** Begin Dataset excerpts **
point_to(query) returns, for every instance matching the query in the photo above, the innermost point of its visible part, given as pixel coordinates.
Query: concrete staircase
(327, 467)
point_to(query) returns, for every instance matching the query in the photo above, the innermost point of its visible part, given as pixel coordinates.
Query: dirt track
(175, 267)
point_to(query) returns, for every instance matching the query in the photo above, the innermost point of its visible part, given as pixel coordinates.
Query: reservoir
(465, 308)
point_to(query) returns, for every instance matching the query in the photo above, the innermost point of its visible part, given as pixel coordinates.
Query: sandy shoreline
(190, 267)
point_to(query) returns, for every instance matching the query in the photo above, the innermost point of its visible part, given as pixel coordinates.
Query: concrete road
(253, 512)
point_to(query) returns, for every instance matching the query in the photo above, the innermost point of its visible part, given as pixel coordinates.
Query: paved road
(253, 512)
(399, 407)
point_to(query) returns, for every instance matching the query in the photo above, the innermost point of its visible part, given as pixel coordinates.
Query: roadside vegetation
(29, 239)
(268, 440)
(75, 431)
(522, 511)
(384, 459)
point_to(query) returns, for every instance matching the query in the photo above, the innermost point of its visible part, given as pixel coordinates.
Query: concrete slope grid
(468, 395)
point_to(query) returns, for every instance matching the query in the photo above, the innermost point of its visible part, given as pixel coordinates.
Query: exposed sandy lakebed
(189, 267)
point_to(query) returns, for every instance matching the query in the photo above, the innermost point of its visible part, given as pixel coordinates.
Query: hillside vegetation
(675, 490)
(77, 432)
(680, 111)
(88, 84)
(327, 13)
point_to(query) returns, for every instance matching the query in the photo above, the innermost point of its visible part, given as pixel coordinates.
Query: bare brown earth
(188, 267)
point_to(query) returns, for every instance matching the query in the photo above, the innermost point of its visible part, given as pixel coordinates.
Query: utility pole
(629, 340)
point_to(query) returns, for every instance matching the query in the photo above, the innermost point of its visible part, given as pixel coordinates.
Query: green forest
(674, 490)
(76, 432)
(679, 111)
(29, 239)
** End Dataset excerpts **
* Short exercise
Write out the data again, exactly and in full.

* Complete answer
point_to(query) returns, for every instance matching the query in the photo above, the innermost point of its visible part, given as pixel coordinates.
Query: concrete staircase
(327, 467)
point_to(query) returns, for every instance matching the query in the photo above, the innermost point of its visible part, given as pixel coordinates.
Query: dirt track
(175, 267)
point_to(query) returns, for every instance matching the query in the photo above, the innermost point of its visible part, given as pixel coordinates.
Query: reservoir
(465, 308)
point_to(query) returns, for every instance matching the query in the photo above, the innermost point of its visible part, given as pixel coordinates.
Query: sandy shoreline
(190, 267)
point_to(query) returns, for every instance matching the query in the photo above, the innermost point of its visible part, given as pixel coordinates.
Query: concrete road
(253, 512)
point_to(query) returns, for every instance matching the query in the photo above, the innermost point of its visible part, given as pixel coordinates.
Query: paved road
(253, 512)
(399, 407)
point_to(query) returns, for every instance matching the query in the photo above, the innermost point of its visible part, given as pixel coordinates.
Query: roadside vegetation
(29, 239)
(268, 440)
(75, 431)
(522, 511)
(384, 459)
point_to(query) returns, for every instance matching the query in the photo above, the innermost point of its visible part, given as pixel coordinates.
Query: concrete slope grid
(468, 395)
point_to(query) returns, for every instance matching the query in the photo above, the innermost point of its visible part, given as pixel coordinates.
Query: exposed sandy lakebed
(189, 267)
point_to(query) returns, for every instance matching the query in the photo above, the innermost point of its visible part, given as pixel coordinates.
Query: hillside vegetation
(675, 490)
(77, 432)
(680, 111)
(88, 84)
(327, 13)
point_to(query) returns, for every instance matching the query in the photo above, the innermost point of its visible part, given as pixel coordinates.
Query: bare brown earth
(188, 267)
point_to(query) returns, for every instance matching the query in the photo above, the innermost point of its visible part, given as pixel coordinates.
Query: utility pole
(629, 340)
point_to(query) returns, for every instance matching the query in the photo above, the innermost point of its visible part, given as pixel coordinates.
Query: green forest
(674, 490)
(76, 432)
(679, 111)
(29, 239)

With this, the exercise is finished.